Answer these from the Mutsu Homma interview excerpt:
1. On what date was the interview recorded?
2. Where was Mutsu Homma born?
3. Why did the father's family disown him?

◆ Text shown
○ ○ ○

Densho Digital Archive
Densho Visual History Collection
Title: Mutsu Homma Interview
Narrator: Mutsu Homma
Interviewers: Dee Goto (primary), Becky Fukuda (secondary)
Location: Seattle, Washington
Date: August 27, 1997
Densho ID: denshovh-hmutsu-01-0004

<Begin Segment 4>

DG: Probably had to do with your upbringing and your family situation. So let's go back. You were born where?

MH: Tono, Iwate-ken.

DG: Okay. That's in what part of Japan?

MH: Iwate-ken is northern part of Japan. Father become Christian after the graduate law school and then he became sick. He thought he was a TB, tuberculosis, and then doctor think so, too. And then he became a Christian so family disowned him because Christian.

DG: Okay. And you said that his family was a samurai family?

○ ○ ○

◆ Source data

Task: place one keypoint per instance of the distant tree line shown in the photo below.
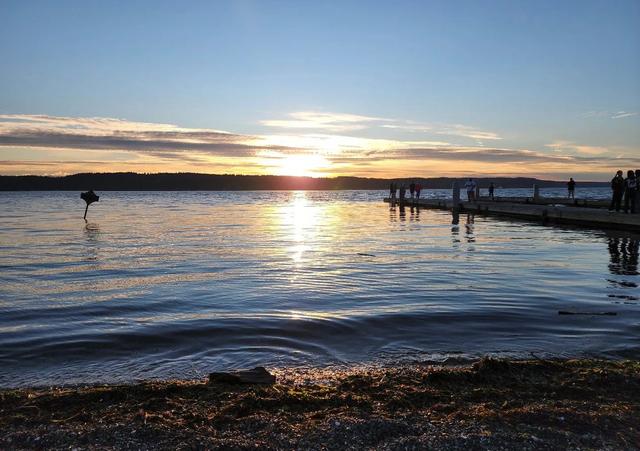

○ ○ ○

◆ The solution
1. August 27, 1997.
2. Tono, Iwate-ken.
3. Because he became a Christian.